» **What to produce**:
Could you arrange every line of the records below as a Markdown table with the columns "Number" and "Line", skipping blank lines and leaving the pictures out?

Source records
——

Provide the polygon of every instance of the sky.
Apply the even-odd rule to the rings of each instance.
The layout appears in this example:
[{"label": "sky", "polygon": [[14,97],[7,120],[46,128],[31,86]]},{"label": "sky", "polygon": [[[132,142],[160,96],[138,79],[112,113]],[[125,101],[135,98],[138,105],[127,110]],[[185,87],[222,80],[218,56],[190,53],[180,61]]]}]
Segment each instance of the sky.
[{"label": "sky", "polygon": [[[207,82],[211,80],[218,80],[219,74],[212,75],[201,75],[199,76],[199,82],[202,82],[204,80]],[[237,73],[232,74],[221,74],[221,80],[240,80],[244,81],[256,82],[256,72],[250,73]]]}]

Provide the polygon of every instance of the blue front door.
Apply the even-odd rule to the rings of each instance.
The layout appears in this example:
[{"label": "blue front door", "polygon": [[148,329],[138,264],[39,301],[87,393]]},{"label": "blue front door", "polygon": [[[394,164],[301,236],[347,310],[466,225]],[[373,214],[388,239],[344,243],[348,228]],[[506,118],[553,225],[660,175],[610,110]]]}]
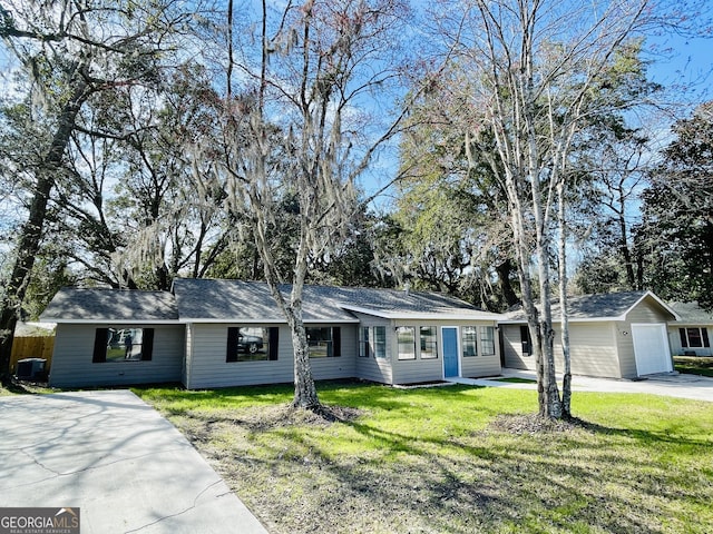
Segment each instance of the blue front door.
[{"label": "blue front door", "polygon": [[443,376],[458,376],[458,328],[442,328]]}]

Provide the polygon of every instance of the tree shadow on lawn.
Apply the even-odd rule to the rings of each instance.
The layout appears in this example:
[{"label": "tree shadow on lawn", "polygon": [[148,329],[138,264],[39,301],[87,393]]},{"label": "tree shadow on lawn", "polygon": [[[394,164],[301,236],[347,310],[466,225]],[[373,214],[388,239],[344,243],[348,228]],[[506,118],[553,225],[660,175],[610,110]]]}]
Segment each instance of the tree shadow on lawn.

——

» **Problem solution**:
| Number | Line |
|---|---|
| 1 | Provide the polygon of every instance of the sky. |
| 2 | Apply the even-odd rule to the rings of each instance. |
| 3 | The layout appears in this example: |
| 4 | [{"label": "sky", "polygon": [[14,97],[7,120],[46,128],[31,86]]},{"label": "sky", "polygon": [[[132,142],[160,96],[138,79],[112,113]],[[125,101],[135,98],[138,105],[127,110]],[[185,87],[222,80],[218,56],[190,53],[180,61]]]}] |
| 5 | Segment each instance of the sky. |
| 6 | [{"label": "sky", "polygon": [[[207,82],[211,80],[218,80],[219,74],[212,75],[201,75],[199,76],[199,82],[202,82],[204,80]],[[237,73],[232,74],[221,74],[221,80],[240,80],[244,81],[256,82],[256,72],[250,73]]]}] |
| 7 | Provide the polygon of every instance of the blue front door. |
| 8 | Apply the even-odd rule to the rings of each instance. |
| 9 | The layout appears in this example: |
| 10 | [{"label": "blue front door", "polygon": [[148,329],[138,264],[39,301],[87,393]]},{"label": "blue front door", "polygon": [[[394,164],[301,236],[347,310],[466,225]],[[373,214],[388,239],[344,243],[348,228]],[[506,118],[553,225],[660,175],[610,110]]]}] |
| 11 | Segment each instance of the blue front door. |
| 12 | [{"label": "blue front door", "polygon": [[443,376],[458,376],[458,328],[442,328]]}] |
| 13 | Provide the polygon of every instance of the tree shadow on lawn. |
| 14 | Apply the even-odd rule to the rings of each instance. |
| 15 | The layout appears in this example: |
| 16 | [{"label": "tree shadow on lawn", "polygon": [[148,329],[138,264],[39,301],[87,393]]},{"label": "tree shadow on lawn", "polygon": [[[394,164],[301,236],[347,310],[466,225]],[[373,214],[388,239],[344,243],[348,228]],[[506,118],[553,225],[660,175],[610,110]]]}] |
| 17 | Segment each instance of the tree shadow on lawn. |